◆ EXERCISE DESCRIPTION
Determine the number of lines in the entries below in which the word "above" appears, and reply with that number only.

[Stored data]
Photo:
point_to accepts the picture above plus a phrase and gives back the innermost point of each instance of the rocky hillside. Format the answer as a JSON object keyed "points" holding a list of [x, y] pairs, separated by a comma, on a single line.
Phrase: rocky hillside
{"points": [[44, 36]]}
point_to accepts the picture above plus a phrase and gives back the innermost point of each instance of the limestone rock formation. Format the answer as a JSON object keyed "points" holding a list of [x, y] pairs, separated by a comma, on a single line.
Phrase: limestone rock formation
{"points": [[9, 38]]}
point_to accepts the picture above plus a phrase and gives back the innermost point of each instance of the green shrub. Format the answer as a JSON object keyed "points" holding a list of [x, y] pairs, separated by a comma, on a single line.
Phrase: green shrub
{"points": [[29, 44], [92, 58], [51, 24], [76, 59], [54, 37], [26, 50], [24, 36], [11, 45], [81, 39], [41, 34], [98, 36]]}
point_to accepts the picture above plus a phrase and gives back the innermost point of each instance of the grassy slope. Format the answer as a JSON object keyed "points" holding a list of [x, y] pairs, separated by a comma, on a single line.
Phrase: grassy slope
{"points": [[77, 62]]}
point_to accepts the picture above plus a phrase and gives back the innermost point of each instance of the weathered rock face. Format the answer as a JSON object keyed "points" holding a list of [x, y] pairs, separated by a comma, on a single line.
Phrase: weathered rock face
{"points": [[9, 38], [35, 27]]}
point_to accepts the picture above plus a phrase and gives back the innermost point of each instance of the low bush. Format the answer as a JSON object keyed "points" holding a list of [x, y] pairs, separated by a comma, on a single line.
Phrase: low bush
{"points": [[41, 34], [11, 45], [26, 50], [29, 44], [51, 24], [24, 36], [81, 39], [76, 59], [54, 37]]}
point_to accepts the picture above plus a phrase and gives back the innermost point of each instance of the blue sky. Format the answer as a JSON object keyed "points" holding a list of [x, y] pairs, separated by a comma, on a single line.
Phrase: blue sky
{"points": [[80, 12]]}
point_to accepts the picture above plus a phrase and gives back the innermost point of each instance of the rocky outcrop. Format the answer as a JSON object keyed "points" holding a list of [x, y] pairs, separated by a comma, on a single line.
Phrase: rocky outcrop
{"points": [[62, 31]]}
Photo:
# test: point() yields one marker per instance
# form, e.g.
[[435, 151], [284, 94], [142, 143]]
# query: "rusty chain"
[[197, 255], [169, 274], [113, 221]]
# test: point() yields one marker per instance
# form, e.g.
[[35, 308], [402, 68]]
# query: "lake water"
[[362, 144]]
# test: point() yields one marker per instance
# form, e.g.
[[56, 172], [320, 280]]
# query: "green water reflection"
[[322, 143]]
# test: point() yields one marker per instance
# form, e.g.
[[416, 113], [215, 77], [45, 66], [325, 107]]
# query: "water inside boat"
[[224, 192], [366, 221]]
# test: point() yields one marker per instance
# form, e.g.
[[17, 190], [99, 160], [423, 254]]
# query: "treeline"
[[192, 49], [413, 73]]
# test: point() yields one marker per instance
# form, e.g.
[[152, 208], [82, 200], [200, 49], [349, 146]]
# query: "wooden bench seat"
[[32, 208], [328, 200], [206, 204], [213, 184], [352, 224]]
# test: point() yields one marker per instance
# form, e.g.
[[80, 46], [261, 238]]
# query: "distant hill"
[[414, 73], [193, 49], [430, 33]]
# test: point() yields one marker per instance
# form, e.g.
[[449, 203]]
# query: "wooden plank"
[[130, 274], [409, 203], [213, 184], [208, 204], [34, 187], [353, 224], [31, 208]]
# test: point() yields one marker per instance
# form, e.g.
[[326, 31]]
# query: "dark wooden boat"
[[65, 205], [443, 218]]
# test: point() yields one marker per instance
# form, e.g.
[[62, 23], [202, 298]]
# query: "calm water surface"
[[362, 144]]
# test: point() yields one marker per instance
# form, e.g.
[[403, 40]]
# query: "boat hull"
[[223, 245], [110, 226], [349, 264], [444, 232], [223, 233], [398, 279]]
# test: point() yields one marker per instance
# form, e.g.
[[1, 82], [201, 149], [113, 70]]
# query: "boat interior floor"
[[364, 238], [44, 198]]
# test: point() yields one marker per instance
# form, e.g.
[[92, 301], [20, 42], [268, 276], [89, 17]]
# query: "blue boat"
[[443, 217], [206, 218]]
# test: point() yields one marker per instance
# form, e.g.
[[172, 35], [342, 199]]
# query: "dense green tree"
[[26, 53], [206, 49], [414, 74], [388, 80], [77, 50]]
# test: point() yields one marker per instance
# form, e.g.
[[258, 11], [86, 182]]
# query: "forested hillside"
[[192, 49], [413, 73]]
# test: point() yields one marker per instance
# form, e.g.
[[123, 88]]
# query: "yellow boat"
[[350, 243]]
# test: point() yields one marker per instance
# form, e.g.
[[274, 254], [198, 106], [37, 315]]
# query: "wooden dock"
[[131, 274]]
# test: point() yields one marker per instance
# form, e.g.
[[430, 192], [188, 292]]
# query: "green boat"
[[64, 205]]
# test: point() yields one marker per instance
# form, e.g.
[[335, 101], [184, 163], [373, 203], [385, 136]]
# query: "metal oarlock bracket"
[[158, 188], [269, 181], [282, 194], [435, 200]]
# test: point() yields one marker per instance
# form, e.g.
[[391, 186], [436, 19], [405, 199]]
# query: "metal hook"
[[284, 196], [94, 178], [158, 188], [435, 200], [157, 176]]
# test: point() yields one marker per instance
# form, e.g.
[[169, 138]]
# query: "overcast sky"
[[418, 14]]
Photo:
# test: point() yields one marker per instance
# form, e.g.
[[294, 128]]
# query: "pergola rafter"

◆ SOLUTION
8